_WHAT YOU NEED TO DO_:
From the line with "-- sample [518,271]." down to the final line of the material below, quote every line exactly and leave out all lines before it.

Excerpt from a dataset:
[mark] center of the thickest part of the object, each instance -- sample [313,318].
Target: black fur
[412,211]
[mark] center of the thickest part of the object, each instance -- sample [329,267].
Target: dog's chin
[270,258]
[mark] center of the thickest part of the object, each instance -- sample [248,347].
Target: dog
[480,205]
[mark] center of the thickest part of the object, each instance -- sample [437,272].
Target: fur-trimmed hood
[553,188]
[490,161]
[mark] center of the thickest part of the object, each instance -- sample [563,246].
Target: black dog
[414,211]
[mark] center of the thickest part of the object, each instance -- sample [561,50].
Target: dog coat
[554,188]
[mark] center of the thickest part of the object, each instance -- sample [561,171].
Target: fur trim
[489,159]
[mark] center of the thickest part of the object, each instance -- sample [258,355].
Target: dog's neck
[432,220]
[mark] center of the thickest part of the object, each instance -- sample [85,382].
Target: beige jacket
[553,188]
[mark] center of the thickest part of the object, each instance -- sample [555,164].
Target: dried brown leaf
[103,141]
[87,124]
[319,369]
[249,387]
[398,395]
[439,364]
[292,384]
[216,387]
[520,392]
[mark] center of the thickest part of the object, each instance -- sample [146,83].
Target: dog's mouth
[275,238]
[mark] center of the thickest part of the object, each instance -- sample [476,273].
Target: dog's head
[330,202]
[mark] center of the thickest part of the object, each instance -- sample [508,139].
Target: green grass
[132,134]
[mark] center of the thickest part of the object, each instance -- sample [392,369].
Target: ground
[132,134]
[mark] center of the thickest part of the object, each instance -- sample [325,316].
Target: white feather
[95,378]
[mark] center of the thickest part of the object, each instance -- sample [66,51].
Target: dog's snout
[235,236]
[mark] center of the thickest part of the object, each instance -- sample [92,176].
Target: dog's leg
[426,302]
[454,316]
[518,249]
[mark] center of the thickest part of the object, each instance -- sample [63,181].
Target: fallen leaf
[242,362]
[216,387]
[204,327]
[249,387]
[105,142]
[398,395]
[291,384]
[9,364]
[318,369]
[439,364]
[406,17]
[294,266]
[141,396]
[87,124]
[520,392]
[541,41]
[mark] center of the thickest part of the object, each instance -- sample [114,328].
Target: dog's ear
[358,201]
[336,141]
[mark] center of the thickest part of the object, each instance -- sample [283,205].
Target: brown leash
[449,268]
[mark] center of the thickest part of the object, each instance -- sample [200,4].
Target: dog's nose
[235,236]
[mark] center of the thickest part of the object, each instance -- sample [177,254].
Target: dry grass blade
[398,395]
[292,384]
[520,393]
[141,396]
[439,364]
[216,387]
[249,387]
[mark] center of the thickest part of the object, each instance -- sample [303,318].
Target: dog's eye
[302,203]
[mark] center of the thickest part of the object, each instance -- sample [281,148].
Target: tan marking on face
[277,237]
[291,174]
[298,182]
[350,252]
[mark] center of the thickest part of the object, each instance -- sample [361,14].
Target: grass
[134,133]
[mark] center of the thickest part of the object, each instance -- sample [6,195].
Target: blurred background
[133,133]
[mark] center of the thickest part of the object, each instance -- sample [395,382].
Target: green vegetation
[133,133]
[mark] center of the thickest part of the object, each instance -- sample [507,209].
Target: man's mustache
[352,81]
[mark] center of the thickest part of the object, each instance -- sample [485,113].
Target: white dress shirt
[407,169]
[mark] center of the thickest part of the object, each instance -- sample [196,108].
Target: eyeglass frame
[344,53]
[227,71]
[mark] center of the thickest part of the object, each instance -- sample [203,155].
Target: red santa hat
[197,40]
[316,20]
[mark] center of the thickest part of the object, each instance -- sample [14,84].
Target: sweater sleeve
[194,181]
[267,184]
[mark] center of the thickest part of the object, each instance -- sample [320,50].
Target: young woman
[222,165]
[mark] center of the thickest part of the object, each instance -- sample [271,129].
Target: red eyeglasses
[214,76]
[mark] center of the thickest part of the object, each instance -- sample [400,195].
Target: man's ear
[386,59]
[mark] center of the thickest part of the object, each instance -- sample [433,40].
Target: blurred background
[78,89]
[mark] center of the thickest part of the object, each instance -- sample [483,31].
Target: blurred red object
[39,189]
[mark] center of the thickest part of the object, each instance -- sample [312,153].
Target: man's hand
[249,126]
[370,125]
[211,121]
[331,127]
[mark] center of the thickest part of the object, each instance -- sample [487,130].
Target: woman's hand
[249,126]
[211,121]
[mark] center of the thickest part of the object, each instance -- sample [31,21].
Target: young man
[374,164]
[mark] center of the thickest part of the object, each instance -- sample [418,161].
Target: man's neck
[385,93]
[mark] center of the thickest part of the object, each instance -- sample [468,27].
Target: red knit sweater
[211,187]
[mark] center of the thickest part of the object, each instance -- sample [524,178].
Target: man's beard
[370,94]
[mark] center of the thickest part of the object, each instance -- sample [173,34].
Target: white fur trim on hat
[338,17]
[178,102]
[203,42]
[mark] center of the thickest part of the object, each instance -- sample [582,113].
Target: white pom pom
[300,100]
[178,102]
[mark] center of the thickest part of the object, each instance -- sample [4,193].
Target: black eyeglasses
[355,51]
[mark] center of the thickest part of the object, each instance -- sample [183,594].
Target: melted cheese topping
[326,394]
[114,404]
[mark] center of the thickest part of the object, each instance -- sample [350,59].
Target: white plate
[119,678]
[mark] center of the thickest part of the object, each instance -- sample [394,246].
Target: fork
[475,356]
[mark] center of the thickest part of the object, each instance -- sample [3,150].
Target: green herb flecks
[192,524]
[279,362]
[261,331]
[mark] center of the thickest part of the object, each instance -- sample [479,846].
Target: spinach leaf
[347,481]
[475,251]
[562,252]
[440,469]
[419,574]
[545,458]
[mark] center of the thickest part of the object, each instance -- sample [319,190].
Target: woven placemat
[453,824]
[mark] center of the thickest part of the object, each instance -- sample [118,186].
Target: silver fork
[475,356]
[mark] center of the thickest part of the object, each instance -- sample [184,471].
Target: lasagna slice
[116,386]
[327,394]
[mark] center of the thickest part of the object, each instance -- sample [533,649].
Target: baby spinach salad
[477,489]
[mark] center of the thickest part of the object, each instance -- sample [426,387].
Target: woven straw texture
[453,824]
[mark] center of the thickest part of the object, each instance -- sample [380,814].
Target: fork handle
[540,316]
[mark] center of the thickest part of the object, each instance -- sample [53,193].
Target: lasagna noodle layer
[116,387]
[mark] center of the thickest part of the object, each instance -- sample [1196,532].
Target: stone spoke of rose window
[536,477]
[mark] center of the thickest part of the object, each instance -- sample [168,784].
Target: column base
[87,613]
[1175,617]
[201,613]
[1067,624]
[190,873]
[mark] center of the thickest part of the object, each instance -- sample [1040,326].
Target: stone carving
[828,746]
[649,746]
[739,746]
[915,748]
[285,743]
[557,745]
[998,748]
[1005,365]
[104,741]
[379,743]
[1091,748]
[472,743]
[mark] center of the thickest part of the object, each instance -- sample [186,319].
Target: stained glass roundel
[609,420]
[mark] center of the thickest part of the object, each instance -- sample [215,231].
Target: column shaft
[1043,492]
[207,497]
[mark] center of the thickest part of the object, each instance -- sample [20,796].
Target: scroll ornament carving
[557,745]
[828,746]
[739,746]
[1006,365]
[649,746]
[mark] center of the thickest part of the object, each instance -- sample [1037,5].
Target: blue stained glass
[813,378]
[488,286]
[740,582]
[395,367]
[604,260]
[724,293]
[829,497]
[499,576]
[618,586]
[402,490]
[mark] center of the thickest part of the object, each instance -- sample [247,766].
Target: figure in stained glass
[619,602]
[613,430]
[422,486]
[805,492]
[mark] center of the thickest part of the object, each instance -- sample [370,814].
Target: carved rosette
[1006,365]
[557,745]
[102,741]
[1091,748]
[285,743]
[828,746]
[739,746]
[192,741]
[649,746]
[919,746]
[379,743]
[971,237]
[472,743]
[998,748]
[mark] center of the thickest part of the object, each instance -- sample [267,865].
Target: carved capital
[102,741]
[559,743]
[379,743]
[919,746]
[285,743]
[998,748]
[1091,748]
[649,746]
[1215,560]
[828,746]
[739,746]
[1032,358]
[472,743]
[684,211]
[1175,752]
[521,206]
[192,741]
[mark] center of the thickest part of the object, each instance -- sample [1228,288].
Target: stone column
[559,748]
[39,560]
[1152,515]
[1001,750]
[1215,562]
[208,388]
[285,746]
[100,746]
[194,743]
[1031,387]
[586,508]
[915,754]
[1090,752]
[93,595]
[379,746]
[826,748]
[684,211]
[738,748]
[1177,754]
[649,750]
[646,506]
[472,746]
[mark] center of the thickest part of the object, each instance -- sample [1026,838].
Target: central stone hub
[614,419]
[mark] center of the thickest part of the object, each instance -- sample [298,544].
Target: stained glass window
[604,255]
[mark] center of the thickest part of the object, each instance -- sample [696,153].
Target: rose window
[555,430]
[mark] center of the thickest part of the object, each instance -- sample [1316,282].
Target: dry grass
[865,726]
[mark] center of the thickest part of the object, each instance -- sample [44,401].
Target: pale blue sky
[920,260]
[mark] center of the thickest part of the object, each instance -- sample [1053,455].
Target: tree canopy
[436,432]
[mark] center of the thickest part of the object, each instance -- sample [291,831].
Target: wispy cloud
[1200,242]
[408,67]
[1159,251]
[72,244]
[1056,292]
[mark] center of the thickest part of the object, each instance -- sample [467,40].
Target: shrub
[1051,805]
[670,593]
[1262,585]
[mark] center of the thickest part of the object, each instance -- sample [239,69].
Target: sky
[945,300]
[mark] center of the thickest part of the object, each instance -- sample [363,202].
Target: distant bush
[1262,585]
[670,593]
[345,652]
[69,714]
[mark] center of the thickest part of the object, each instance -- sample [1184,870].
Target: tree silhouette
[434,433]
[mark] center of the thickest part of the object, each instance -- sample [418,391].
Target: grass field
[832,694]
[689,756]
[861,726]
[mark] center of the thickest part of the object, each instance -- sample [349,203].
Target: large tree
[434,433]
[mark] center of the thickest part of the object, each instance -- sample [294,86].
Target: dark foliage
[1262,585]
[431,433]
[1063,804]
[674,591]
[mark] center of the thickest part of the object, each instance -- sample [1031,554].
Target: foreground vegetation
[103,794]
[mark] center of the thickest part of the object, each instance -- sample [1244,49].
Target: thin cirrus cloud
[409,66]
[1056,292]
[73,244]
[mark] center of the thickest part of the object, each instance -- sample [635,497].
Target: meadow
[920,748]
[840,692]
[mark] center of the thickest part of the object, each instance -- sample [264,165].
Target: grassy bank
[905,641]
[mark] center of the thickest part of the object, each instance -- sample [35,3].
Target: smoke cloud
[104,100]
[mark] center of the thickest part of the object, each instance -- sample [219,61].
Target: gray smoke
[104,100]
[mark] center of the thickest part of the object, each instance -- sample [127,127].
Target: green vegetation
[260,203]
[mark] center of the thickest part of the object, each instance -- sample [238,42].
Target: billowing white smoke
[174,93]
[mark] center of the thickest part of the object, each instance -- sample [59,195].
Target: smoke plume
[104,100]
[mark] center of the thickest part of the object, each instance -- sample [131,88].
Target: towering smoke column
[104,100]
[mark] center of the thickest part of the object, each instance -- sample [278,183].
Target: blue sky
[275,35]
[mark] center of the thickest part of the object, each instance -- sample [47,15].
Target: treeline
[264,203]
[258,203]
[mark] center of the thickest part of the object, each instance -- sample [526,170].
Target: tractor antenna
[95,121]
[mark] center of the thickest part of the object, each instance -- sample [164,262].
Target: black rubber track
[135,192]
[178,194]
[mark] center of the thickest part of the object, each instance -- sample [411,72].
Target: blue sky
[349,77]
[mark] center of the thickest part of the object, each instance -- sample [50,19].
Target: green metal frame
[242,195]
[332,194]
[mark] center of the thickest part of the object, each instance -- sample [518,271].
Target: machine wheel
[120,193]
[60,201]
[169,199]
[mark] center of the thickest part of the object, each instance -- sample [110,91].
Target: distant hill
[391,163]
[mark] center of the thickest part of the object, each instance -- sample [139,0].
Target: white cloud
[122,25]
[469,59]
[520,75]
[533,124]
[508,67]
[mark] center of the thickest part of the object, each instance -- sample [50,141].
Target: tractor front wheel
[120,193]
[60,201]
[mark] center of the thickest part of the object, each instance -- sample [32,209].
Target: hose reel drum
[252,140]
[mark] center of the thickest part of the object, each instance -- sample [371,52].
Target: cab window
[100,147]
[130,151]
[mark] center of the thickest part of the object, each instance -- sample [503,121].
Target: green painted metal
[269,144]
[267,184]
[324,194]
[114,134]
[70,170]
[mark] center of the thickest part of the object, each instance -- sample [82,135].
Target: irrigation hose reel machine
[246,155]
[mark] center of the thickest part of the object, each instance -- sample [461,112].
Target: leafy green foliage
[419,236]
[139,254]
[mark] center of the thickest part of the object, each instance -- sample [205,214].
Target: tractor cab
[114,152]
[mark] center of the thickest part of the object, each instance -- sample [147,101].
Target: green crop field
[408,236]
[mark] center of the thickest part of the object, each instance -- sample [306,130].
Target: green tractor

_RESPONSE BELOW_:
[mark] center of the thickest part of the object, each instance -- sample [518,271].
Target: machine wheel
[120,193]
[60,201]
[169,199]
[mark] center of the thickest part of the object, each instance -- sample [110,91].
Target: distant hill
[391,163]
[mark] center of the thickest part of the object, each instance -- sample [139,0].
Target: white cloud
[122,25]
[469,59]
[520,75]
[533,124]
[508,67]
[mark] center of the thickest part of the object, each instance -- sample [50,141].
Target: tractor front wheel
[120,193]
[60,201]
[mark] center of the thickest part of the object, each instance -- sample [32,209].
Target: hose reel drum
[252,140]
[mark] center of the thickest part of the object, each instance -- sample [371,52].
Target: cab window
[100,147]
[130,151]
[mark] center of the thickest part of the object, each instance -- sample [503,121].
Target: green painted metal
[269,144]
[267,184]
[324,194]
[114,134]
[70,170]
[mark] center of the thickest part of the object, each instance -- sample [82,135].
Target: irrigation hose reel machine
[246,155]
[mark] center of the thickest part of the object, each instance -- sample [461,112].
Target: leafy green foliage
[419,236]
[139,254]
[mark] center of the thickest part of the object, each instance -- sample [205,214].
Target: tractor cab
[114,152]
[mark] center of the thickest part of the object, each instance -- sample [147,101].
Target: green crop field
[408,236]
[mark] center of the thickest part of the object, each instance -- sample [306,130].
Target: green tractor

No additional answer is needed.